Region pointing data:
▬▬▬▬▬▬▬▬▬▬

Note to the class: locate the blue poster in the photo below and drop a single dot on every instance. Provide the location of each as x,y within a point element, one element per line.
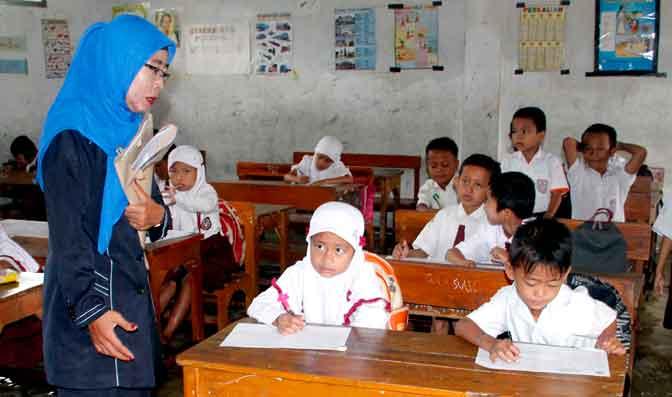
<point>627,35</point>
<point>355,46</point>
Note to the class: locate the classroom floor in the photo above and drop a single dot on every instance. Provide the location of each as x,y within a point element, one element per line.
<point>652,375</point>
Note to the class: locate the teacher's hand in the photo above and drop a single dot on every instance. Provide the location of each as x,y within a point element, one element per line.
<point>146,213</point>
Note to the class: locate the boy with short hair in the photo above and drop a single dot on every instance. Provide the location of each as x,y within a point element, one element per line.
<point>528,131</point>
<point>595,178</point>
<point>442,162</point>
<point>455,223</point>
<point>539,307</point>
<point>510,202</point>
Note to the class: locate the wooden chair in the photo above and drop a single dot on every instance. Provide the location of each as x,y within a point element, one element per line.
<point>244,281</point>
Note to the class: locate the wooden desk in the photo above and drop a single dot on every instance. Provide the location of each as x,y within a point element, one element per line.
<point>22,299</point>
<point>166,255</point>
<point>377,363</point>
<point>303,197</point>
<point>387,181</point>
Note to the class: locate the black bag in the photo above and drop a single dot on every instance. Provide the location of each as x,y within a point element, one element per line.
<point>599,246</point>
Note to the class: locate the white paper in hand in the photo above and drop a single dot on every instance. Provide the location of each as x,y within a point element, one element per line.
<point>312,337</point>
<point>156,148</point>
<point>552,359</point>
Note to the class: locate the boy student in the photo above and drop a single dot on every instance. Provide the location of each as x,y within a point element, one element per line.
<point>596,179</point>
<point>539,307</point>
<point>528,130</point>
<point>452,224</point>
<point>510,202</point>
<point>438,192</point>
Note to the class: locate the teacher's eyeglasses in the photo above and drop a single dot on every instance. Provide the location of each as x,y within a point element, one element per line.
<point>158,72</point>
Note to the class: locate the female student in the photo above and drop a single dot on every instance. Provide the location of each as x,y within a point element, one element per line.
<point>100,336</point>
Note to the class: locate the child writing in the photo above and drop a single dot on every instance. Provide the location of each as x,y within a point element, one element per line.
<point>455,223</point>
<point>528,131</point>
<point>323,167</point>
<point>539,307</point>
<point>510,202</point>
<point>442,162</point>
<point>595,179</point>
<point>194,209</point>
<point>332,284</point>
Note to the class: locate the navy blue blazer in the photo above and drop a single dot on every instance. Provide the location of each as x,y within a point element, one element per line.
<point>80,284</point>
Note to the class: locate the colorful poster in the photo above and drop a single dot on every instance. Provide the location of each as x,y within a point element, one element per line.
<point>628,35</point>
<point>15,43</point>
<point>416,37</point>
<point>218,48</point>
<point>167,22</point>
<point>274,42</point>
<point>139,9</point>
<point>355,47</point>
<point>541,44</point>
<point>57,47</point>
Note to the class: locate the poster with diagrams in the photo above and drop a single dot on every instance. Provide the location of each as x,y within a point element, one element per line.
<point>541,45</point>
<point>416,37</point>
<point>274,42</point>
<point>57,47</point>
<point>355,35</point>
<point>217,49</point>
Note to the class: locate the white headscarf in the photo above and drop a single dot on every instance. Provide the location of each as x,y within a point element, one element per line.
<point>331,147</point>
<point>13,253</point>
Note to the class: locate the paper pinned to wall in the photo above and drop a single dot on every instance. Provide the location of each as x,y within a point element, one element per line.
<point>312,337</point>
<point>218,49</point>
<point>274,38</point>
<point>57,47</point>
<point>552,359</point>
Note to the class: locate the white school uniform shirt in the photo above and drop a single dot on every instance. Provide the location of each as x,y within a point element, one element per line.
<point>478,247</point>
<point>15,255</point>
<point>591,191</point>
<point>572,318</point>
<point>307,167</point>
<point>435,197</point>
<point>324,300</point>
<point>438,235</point>
<point>546,172</point>
<point>200,203</point>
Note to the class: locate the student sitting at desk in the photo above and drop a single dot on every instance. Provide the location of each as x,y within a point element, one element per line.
<point>510,202</point>
<point>323,167</point>
<point>442,162</point>
<point>332,285</point>
<point>539,307</point>
<point>455,223</point>
<point>194,209</point>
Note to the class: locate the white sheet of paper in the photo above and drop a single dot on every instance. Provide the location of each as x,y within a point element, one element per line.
<point>312,337</point>
<point>552,359</point>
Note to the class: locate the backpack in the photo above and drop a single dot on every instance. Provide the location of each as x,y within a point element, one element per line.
<point>599,246</point>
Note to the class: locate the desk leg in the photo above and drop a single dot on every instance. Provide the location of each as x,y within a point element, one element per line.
<point>283,230</point>
<point>197,318</point>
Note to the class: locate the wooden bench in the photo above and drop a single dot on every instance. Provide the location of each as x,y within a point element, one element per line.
<point>408,225</point>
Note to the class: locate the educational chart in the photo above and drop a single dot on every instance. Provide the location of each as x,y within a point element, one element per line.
<point>57,47</point>
<point>217,49</point>
<point>355,34</point>
<point>139,9</point>
<point>166,19</point>
<point>541,46</point>
<point>628,31</point>
<point>274,44</point>
<point>416,37</point>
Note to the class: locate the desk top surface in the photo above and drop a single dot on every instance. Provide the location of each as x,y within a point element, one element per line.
<point>402,361</point>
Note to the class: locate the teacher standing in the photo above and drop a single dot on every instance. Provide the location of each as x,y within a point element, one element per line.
<point>100,333</point>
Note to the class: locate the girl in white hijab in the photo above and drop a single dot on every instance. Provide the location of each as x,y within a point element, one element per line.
<point>323,167</point>
<point>332,285</point>
<point>194,208</point>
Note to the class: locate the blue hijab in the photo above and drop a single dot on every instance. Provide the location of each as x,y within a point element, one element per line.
<point>92,100</point>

▬▬▬▬▬▬▬▬▬▬

## Aim of the exercise:
Write out, word for word, the line containing "Note to the class: locate the desk top" and all the lines after it in the entries above, and nothing more.

## Solution to this task:
Note to the class: locate the desk top surface in the photo above and drop a single dot on every instance. Provide the location of each as x,y within a point element, one element per line.
<point>402,361</point>
Note to the class: locate the teacher standing in the photo above and drop a single dot on every instance. Provide the location of each as x,y within a point element, one element per line.
<point>100,333</point>
Note to the class: locate the girl in white hijab in the photo above and drop a single dot on every instance. Provide the location of each as x,y within a point element, one element per line.
<point>323,167</point>
<point>332,285</point>
<point>194,208</point>
Note to the class: locate the blue hijab in the photo above and drop a single dot on every instance. Provide the location of each as x,y within a point element, one element per line.
<point>92,100</point>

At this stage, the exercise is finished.